[Dataset entries]
☆ ☆ ☆ ☆ ☆

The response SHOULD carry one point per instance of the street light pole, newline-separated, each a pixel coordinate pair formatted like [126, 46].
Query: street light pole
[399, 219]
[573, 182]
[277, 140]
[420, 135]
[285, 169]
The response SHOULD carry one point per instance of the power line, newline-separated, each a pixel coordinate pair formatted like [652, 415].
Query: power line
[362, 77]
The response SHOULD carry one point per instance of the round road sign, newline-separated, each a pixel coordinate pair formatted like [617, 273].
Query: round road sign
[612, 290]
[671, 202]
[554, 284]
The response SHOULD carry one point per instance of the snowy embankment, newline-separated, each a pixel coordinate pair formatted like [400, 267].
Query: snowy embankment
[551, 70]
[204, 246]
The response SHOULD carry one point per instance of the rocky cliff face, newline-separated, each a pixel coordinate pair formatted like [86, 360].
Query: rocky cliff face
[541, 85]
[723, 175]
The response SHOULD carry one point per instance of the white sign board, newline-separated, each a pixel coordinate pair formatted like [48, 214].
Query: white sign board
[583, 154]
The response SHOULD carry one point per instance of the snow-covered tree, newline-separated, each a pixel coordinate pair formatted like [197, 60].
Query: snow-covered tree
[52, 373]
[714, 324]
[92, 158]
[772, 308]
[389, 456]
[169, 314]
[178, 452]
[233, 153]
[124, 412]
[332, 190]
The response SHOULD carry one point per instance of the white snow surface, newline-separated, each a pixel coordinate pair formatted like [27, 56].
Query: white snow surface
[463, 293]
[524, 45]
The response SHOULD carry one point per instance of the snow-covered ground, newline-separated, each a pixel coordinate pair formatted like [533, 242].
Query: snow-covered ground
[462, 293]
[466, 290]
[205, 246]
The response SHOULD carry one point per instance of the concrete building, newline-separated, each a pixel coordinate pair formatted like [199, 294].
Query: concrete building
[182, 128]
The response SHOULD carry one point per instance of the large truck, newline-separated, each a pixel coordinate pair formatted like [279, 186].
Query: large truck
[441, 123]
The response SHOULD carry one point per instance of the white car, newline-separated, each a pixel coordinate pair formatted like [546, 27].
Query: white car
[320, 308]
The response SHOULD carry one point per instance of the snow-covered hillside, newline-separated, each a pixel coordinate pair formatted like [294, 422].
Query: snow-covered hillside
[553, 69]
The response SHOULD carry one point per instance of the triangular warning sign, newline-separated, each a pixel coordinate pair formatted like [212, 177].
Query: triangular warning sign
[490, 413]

☆ ☆ ☆ ☆ ☆

▶ **Exercise aim**:
Reproduce, exactly, all the lines shown above.

▶ **Task output**:
The response SHOULD carry one point per instance of the street light pole, newline-separated, each a pixel coordinate pair formatted like [126, 46].
Query: street light pole
[399, 219]
[573, 182]
[277, 140]
[420, 135]
[285, 169]
The response SHOULD carry one point per instance of the power line, newline-separated, each a pixel coordinate pair formatted like [652, 415].
Query: power line
[362, 77]
The response SHOULD carry one point per instance of the round road sign, newline-separated, each a pixel coordinate pair formatted like [617, 273].
Query: round road sign
[612, 290]
[671, 202]
[554, 284]
The response SHOULD carry one point per instance of the snowy embankment, newline-separated, each a pixel coordinate pair formatted like [400, 267].
Query: snowy embankment
[551, 70]
[204, 246]
The response SHOULD carry one point per instance of the rocky cliff face, newline-separated, each a pixel coordinate pair formatted like [86, 360].
Query: rocky cliff face
[541, 85]
[723, 175]
The response SHOULD carry one point per instance of the white sign board, newline-separated, each a pixel coordinate pair formatted like [48, 214].
Query: white sign board
[583, 154]
The response SHOULD carry one point per instance of the snow-covered tree, newline-separated, each a pixel coordinate pair formatted like [197, 60].
Query: snow-covered tree
[52, 373]
[714, 324]
[92, 158]
[772, 308]
[389, 456]
[169, 314]
[178, 452]
[233, 153]
[124, 412]
[332, 190]
The response SHOULD carry one point per instance of the white snow surface, newline-separated, each a pixel coordinate pair formatted like [27, 56].
Query: white snow surface
[463, 293]
[524, 45]
The response SHOULD carry one point per instance of the snow-covered ground, newline-separated, each a pixel coordinate pair formatted like [533, 242].
Query: snow-covered ground
[462, 293]
[466, 290]
[205, 246]
The response SHOULD carry one point per instance of the concrete building, newline-separated, each a pixel coordinate pair formatted like [199, 294].
Query: concrete building
[182, 128]
The response SHOULD carry one point per instance of the large truck, newline-separated, each a pixel coordinate pair formatted like [279, 186].
Query: large truck
[441, 123]
The response SHOULD carry one point per instance of the white car, newline-separated, each a pixel coordinate pair formatted like [546, 27].
Query: white car
[320, 308]
The response SHOULD carry one point per instance of the snow-covered hillside, newline-separated, each a pixel coordinate pair formatted like [294, 422].
Query: snow-covered hillside
[553, 69]
The response SHOULD carry one point per instance of the triangular warning sign, newline-separated, each a pixel coordinate pair formatted like [212, 177].
Query: triangular warning sign
[490, 413]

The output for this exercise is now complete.